Would you please copy exactly the line with "Give one point for each instance of the person in" and all lines that follow it in the data below, through the last one?

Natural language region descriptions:
=-=-=

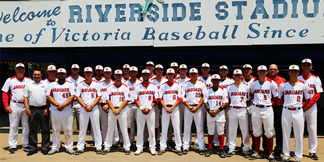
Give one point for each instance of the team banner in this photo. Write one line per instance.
(160, 24)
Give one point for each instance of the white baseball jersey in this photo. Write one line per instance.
(117, 94)
(103, 89)
(16, 87)
(263, 93)
(146, 94)
(238, 95)
(226, 83)
(88, 92)
(293, 95)
(194, 92)
(60, 93)
(314, 83)
(131, 88)
(207, 82)
(215, 99)
(170, 93)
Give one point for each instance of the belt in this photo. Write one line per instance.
(293, 108)
(237, 107)
(17, 101)
(262, 106)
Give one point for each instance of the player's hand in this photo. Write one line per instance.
(28, 112)
(8, 109)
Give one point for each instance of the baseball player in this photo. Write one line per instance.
(310, 115)
(88, 95)
(225, 82)
(215, 100)
(75, 79)
(158, 81)
(262, 90)
(239, 95)
(131, 106)
(13, 90)
(104, 108)
(291, 94)
(117, 98)
(171, 96)
(193, 99)
(146, 95)
(61, 94)
(126, 76)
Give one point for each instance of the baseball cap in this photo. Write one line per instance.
(237, 72)
(158, 66)
(61, 70)
(215, 76)
(294, 67)
(193, 70)
(126, 66)
(99, 67)
(75, 66)
(223, 67)
(205, 65)
(51, 68)
(107, 69)
(262, 67)
(118, 72)
(150, 63)
(183, 66)
(20, 65)
(87, 69)
(246, 66)
(133, 68)
(174, 64)
(145, 71)
(170, 71)
(306, 60)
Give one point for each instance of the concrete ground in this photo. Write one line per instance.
(118, 155)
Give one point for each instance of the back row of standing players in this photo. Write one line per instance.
(214, 93)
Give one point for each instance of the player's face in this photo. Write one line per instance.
(37, 75)
(223, 72)
(118, 77)
(145, 77)
(262, 73)
(158, 71)
(107, 74)
(75, 71)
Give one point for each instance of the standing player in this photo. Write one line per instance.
(193, 99)
(126, 76)
(310, 115)
(215, 100)
(262, 90)
(291, 94)
(60, 94)
(117, 98)
(146, 95)
(13, 89)
(171, 96)
(88, 95)
(239, 95)
(158, 81)
(131, 106)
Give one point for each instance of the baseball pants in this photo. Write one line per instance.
(238, 116)
(293, 119)
(175, 119)
(112, 121)
(63, 119)
(141, 120)
(18, 112)
(84, 120)
(198, 118)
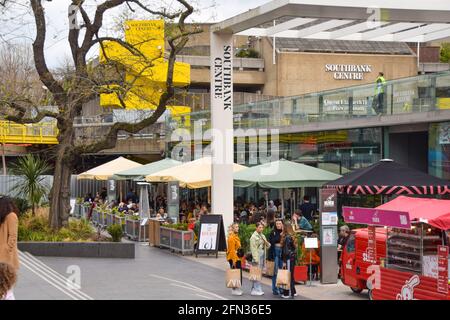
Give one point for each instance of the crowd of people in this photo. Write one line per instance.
(268, 211)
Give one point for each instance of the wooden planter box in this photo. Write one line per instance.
(177, 240)
(109, 219)
(121, 221)
(84, 212)
(77, 210)
(132, 228)
(95, 217)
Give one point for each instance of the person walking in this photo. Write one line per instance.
(233, 253)
(380, 85)
(258, 246)
(8, 278)
(289, 246)
(275, 253)
(8, 233)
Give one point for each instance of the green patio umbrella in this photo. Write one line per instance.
(140, 172)
(283, 174)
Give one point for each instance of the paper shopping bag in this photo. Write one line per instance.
(255, 273)
(270, 268)
(283, 279)
(233, 278)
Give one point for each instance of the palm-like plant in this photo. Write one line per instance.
(33, 187)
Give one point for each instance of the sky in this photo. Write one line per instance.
(19, 26)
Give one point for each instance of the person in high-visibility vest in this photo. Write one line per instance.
(379, 92)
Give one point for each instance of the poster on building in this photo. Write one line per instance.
(442, 283)
(372, 244)
(211, 238)
(444, 133)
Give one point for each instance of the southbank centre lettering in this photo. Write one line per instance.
(348, 71)
(223, 84)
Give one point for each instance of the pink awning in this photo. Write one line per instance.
(434, 212)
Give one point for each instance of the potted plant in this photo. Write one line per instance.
(300, 269)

=-=-=

**Finished exercise:**
Give one point for each instance of the person in high-visibility vest in this photo. Write one line per instance.
(379, 92)
Give one point for each instance of the poster on building in this photo. Write one line per instance.
(442, 283)
(372, 244)
(211, 238)
(444, 133)
Give one point for each instance of the southbank centre lettering in this photo. Write one line per instance.
(348, 71)
(223, 84)
Give one point for each instance of the pink awning in this photo. Write one line per instance.
(434, 212)
Give one point for each instance of the potted plant in this photo. Write one line per instance.
(300, 269)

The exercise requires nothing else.